### WHAT THE EXERCISE ASKS
Please copy out the items starting with the line that contains "In the picture above, where can the player's bent" and going on through the end of the items, adding 19 to every coordinate in the answers and keeping all other lines as they are. Leave the pictures out.

### ENTRIES SHOWN
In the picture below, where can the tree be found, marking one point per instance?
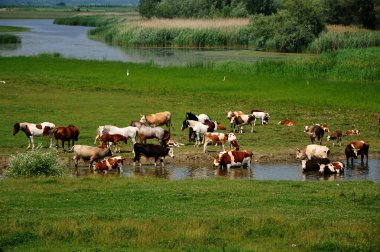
(289, 30)
(147, 8)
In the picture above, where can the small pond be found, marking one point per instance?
(72, 42)
(257, 171)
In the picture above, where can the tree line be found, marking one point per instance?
(347, 12)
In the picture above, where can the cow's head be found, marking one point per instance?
(143, 119)
(300, 154)
(218, 158)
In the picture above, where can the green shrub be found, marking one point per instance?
(34, 163)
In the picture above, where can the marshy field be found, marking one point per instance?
(103, 213)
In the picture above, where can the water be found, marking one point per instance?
(257, 171)
(72, 42)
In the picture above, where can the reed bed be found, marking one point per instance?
(191, 23)
(340, 39)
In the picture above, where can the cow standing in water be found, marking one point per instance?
(69, 134)
(35, 130)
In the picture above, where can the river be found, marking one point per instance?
(72, 42)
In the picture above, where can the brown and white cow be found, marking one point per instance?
(157, 119)
(259, 114)
(336, 135)
(315, 132)
(151, 150)
(332, 168)
(233, 158)
(287, 122)
(109, 164)
(242, 120)
(115, 139)
(352, 132)
(313, 151)
(231, 114)
(219, 139)
(313, 164)
(356, 148)
(90, 153)
(324, 127)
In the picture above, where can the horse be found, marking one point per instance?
(198, 127)
(147, 132)
(201, 117)
(69, 134)
(31, 130)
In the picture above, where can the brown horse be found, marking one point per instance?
(66, 134)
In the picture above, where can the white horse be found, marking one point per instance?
(128, 132)
(31, 130)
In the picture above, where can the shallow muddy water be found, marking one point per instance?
(257, 171)
(72, 42)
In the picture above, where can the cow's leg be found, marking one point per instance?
(204, 147)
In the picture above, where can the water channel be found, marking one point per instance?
(72, 42)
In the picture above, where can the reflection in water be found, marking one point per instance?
(276, 171)
(72, 41)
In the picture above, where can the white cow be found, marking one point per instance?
(313, 151)
(128, 132)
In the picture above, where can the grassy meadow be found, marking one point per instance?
(120, 214)
(92, 93)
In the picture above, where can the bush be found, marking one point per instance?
(34, 163)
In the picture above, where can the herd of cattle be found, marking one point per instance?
(202, 130)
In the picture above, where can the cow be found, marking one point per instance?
(90, 153)
(313, 151)
(115, 139)
(243, 120)
(158, 119)
(324, 127)
(200, 118)
(219, 139)
(197, 127)
(315, 132)
(128, 132)
(35, 130)
(332, 168)
(231, 114)
(69, 134)
(151, 150)
(233, 158)
(263, 116)
(336, 135)
(313, 164)
(287, 122)
(355, 148)
(109, 163)
(352, 132)
(147, 132)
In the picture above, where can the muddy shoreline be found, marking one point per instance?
(194, 159)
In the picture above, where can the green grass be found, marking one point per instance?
(97, 213)
(92, 93)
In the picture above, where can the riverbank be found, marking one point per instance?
(114, 213)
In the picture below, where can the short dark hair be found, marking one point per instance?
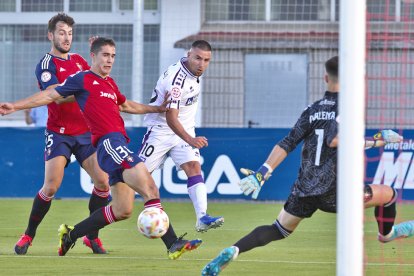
(201, 44)
(99, 42)
(51, 26)
(332, 66)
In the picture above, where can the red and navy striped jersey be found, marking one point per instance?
(99, 99)
(64, 118)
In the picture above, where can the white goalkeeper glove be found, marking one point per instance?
(254, 180)
(388, 136)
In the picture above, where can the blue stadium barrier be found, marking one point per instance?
(22, 166)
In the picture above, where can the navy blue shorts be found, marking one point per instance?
(64, 145)
(114, 156)
(304, 207)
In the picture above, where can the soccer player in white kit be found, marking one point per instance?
(173, 133)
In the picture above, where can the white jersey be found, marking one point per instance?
(184, 89)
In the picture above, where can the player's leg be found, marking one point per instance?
(121, 208)
(285, 224)
(100, 193)
(384, 199)
(57, 155)
(188, 159)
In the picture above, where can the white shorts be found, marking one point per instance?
(156, 147)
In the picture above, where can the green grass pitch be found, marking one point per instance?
(310, 250)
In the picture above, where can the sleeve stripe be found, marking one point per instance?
(176, 75)
(45, 62)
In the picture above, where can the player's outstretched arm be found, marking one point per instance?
(137, 108)
(254, 180)
(41, 98)
(382, 138)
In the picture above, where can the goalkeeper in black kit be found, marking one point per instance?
(316, 185)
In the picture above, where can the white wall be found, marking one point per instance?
(179, 19)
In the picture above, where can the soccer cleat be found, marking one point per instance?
(399, 231)
(221, 261)
(207, 222)
(181, 246)
(23, 244)
(95, 245)
(65, 243)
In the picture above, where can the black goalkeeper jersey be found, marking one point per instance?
(316, 127)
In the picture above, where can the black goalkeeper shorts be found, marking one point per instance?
(304, 207)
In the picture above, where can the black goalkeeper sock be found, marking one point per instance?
(385, 216)
(40, 208)
(169, 237)
(96, 202)
(261, 236)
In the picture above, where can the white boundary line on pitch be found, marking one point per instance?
(191, 260)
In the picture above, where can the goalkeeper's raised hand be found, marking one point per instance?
(388, 136)
(254, 180)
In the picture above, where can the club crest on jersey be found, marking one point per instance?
(46, 76)
(108, 95)
(175, 92)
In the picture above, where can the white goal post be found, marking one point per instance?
(351, 133)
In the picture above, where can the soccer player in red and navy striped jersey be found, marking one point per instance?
(101, 102)
(66, 133)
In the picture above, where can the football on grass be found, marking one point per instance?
(153, 223)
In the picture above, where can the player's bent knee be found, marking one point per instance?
(123, 213)
(368, 194)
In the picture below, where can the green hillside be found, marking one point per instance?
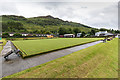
(41, 24)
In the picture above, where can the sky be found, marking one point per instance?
(97, 14)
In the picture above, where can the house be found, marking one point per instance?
(69, 35)
(78, 34)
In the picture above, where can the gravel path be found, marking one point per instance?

### OUTPUT OF THE TASK
In the picture above, where can the player's bent knee be found, marking one point per instance?
(142, 232)
(387, 213)
In the picture below, where can the green hillside be found, marking one point per instance?
(60, 43)
In the picture above, where can the sky be found, marking one point per instance?
(116, 33)
In the picture above, where can the house be found, marking one point per instance?
(88, 54)
(97, 53)
In the picture above, where can the gravel path be found, marking one point per instance?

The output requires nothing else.